▶ **Source passage**:
★ ★ ★

I have fond memories of hiking and skiing at Highbanks back in the day, that is, when I was in my 50’s and at the peek of my physical fitness. This week, I had vague glimpses of those happy times as I tried to relive those feelings with Dora and my friend Dan, but my happiness came not as a result of my elusive strength or endurance but because of my friendship with a man who was willing to trudge along with me on our quest to hike in all 19 Metro Parks in the area. Dora wasn’t on the same mission. She was just thrilled to not have to walk around the same old neighborhood sidewalks. Here were gravel paths, big and mighty trees, a few ruts to guide me around with precision, and now and then a dog or a little kid, but thankfully no bikes.
Almost the moment we climbed out of the car and adjusted our sun glasses and fanny packs, we started uphill on the Overlook Trail. The terrain underfoot waved up and down, as if the glacier that formed this park moved in fits and starts. We’d get to the top of a rise, only to start down the other side, but not for long. It was the most interesting and challenging walk so far. Funny how I don’t recall it’s being challenging back in the day. At one park bench strategically placed at the top of a rise, I used the excuse of needing to give Dora a drink for my own need to breathe. Dan took advantage of that time to capture the beauty of what he called an enchanted tree, because its branches spread in all directions while the surrounding trees paled in comparison.

★ ★ ★

▶ **Data shown**:
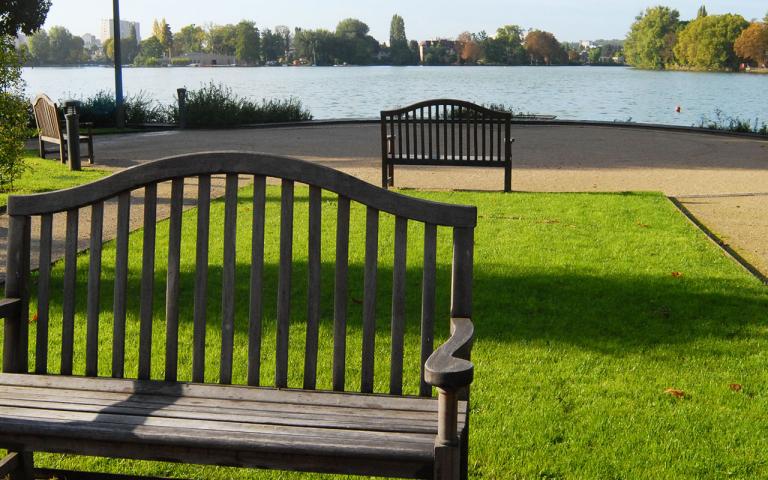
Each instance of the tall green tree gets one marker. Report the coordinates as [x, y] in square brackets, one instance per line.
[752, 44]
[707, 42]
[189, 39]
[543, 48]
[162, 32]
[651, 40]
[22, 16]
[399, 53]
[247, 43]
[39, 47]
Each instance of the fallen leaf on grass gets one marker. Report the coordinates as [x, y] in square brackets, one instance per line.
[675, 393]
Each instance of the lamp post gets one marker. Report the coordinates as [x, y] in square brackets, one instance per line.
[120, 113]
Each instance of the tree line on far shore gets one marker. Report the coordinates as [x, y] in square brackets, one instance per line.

★ ★ ★

▶ **Challenge A**:
Recast the records as a numbered list, dropping any blank lines and leaving the pictures out.
▶ **Challenge B**:
Carry the account of the Highbanks hike forward from its final sentence.

▶ **Task response A**:
1. Each instance of the tall green tree gets one marker. Report the coordinates as [x, y] in square brackets, one instance per line.
2. [752, 44]
3. [707, 42]
4. [189, 39]
5. [543, 48]
6. [162, 32]
7. [651, 40]
8. [22, 16]
9. [399, 53]
10. [247, 43]
11. [39, 47]
12. Each instance of the fallen leaf on grass gets one marker. Report the coordinates as [x, y] in square brackets, one instance per line.
13. [675, 393]
14. Each instance of the lamp post gets one marker. Report the coordinates as [x, y] in square brackets, one instance per line.
15. [120, 113]
16. Each instance of the tree line on far shore gets one marker. Report the coordinates as [x, y] in square brackets, one instance per line.

▶ **Task response B**:
At last, as we started down another descent, Dan announced that he could see the overlook platform. But the sign told us that we were 110 feet above the Olentangy River. Dan pointed out a tree that appeared to be growing through the deck of the overlook platform, but of course, the builders had protected the tree by constructing the deck around it, as you see in the picture. The Olentangy is not particularly pretty or wide, but it does meander past this spot, providing a rewarding view after a strenuous hike to get there. Even though I couldn’t see them, a rarified feeling overtook me, knowing we were looking down upon the treetops. I could hear geese around the bend, but none made an appearance for us.
After a brief rest on a bench back at the beginning of this trail, we agreed that it would be fun to go back and do it again, since we had only traversed 2 miles. But here’s where that old saw was so appropriate. The spirit was willing, but the flesh weak. My left leg was really giving me trouble, but I didn’t want to quit just yet. So we found another trail that was a flat mile and a half, part of which ran alongside the Olentangy, thus giving us a whole different perspective of the river. . Still, it was a tranquil walk, with trees on our left and a meadow on our right.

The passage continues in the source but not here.